С утра Лобачев подавал «коробок» – уютную уральскую плетенку на дрожинах, и мы ехали к копям с тем «комфортом», к которому хочешь или не хочешь, а надо было привыкать. На Урале считалось зазорным много ходить, и вас непременно подвозили к самой копи или руднику, хотя бы для этого из вас и пришлось вытрясти всю душу или даже разок-другой на пне или корнях вывернуть из плетенки.
До копей от станции всего 4–6 километров. Сначала путь идет между озером и железной дорогой, потом по руслу речонки Черемшанки, далее – вдоль Ильменского болота с разработками торфа, до пологого лесистого холма на склонах Косой горы. Направо, у самого полотна железной дороги, – несколько каких-то обломков камня. И к вашему удивлению, Лобачев объясняет, что это бывшая копь амазонского камня. Здесь впервые, около 1783 года, знаменитый исследователь Урала И. Ф. Герман нашел амазонский камень. Камень отливал на солнце, а цвет его был так прекрасен, что было дано приказание добыть его для Екатеринбургской гранильной фабрики и из лучших сортов вытачивать вазы. Позднее, в 1831–1832 годах, когда из Петербурга последовал приказ всемогущего графа Л. А. Перовского добыть 25 пудов «лучшего синего шпата», к этой копи послали целую экспедицию. Действительно, прекрасными были здесь отдельные глыбы этого камня, то голубые с тонами лучшей бирюзы, то зеленоватые с желтым и серым узором морской пены. Но ничего не осталось сейчас от былого: постройка второй колеи Сибирского пути уничтожила все остатки прошлого и погребла под собой некогда знаменитую копь.
Вот дальше еще небольшие копушки – это копи сфена и гельвина; затем одна за другой в пестрой смене минералов идут копи. Как много связывалось ранее с этим словом – «копь»!.. И как они нередко ничтожно малы или даже совсем незаметны: груда камней, остатки какой-то ямы, задернованной и заросшей лесом, – вот и всё! Лишь отдельные копи Ильменских гор, в которых трудились многие и многие десятки лет сотни рабочих, представляют собой глубокие котлованы, то заваленные обломками, то заполненные водой, окруженные огромными отвалами. В твердом граните и гранитогнейсе работа была нелегка, и с большим трудом рабочие пробивали здесь шурфы, углубляли выработки.

■ **Рабочие задания**:
a. Перепишите без изменений фрагмент текста о копях от слов «С утра Лобачев» до слов «вывернуть из плетенки.».
b. Ответьте на вопросы по тексту о копях:
(i) Сколько километров от станции до копей?
(ii) Кто около 1783 года впервые нашел здесь амазонский камень?
(iii) Копями каких минералов названы небольшие копушки дальше по пути?
c. Продолжите текст о копях после его последнего предложения.

Данные для привязки указательных выражений:
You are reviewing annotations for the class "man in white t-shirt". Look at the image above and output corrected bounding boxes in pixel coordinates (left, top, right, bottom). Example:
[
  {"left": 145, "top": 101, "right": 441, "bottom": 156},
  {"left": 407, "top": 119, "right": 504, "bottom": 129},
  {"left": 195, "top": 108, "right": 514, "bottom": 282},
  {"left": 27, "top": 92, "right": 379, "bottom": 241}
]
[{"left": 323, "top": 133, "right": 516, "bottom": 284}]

■ **Ожидаемые ответы**:
a.
С утра Лобачев подавал «коробок» – уютную уральскую плетенку на дрожинах, и мы ехали к копям с тем «комфортом», к которому хочешь или не хочешь, а надо было привыкать. На Урале считалось зазорным много ходить, и вас непременно подвозили к самой копи или руднику, хотя бы для этого из вас и пришлось вытрясти всю душу или даже разок-другой на пне или корнях вывернуть из плетенки.

b.
(i) 4–6 километров.
(ii) И. Ф. Герман.
(iii) Сфена и гельвина.

c.
Мы остановились на копях М. И. Стрижева. Я никогда не видел более прекрасной картины. И хотя мне приходилось видеть и раньше много месторождений цветных камней – на солнечном юге, на острове Эльба, в угрюмой Швеции, на Алтае, в Забайкалье, Монголии, Саянах, – но нигде меня не охватывало такое глубокое чувство восхищения перед богатством и красотой природы, как на этих амазонитовых копях. Глаз не мог оторваться от голубых отвалов прекрасного шпата; всё вокруг было засыпано остроугольными обломками этого камня, которые блестели на солнце и отливали своими мельчайшими пертитовыми вростками, резко выделяясь на зеленом фоне листвы и травы. Я не мог скрыть своего восхищения этим богатством, и невольно мне вспомнился немного фантастический рассказ Квенштедта[35] о том, что одна каменоломня в Ильменских горах была заложена в цельном кристалле амазонского шпата.
Красоту этих копей составлял не только самый амазонит с его прекрасным сине-зеленым тоном, но и сочетание амазонита со светлым серовато-дымчатым кварцем, который закономерно как бы прорастает полевой шпат в определенных направлениях, создавая причудливый рисунок. Это то мелкий узор, напоминающий еврейские письмена, то крупные серые иероглифы на голубом фоне. Этим необыкновенным камнем восторгались путешественники-исследователи XVIII века, и из него готовились красивые столешницы, еще и сейчас украшающие залы Эрмитажа. Разнообразны и своеобразны эти рисунки, и невольно стараешься в них прочесть какие-то неведомые нам письмена природы.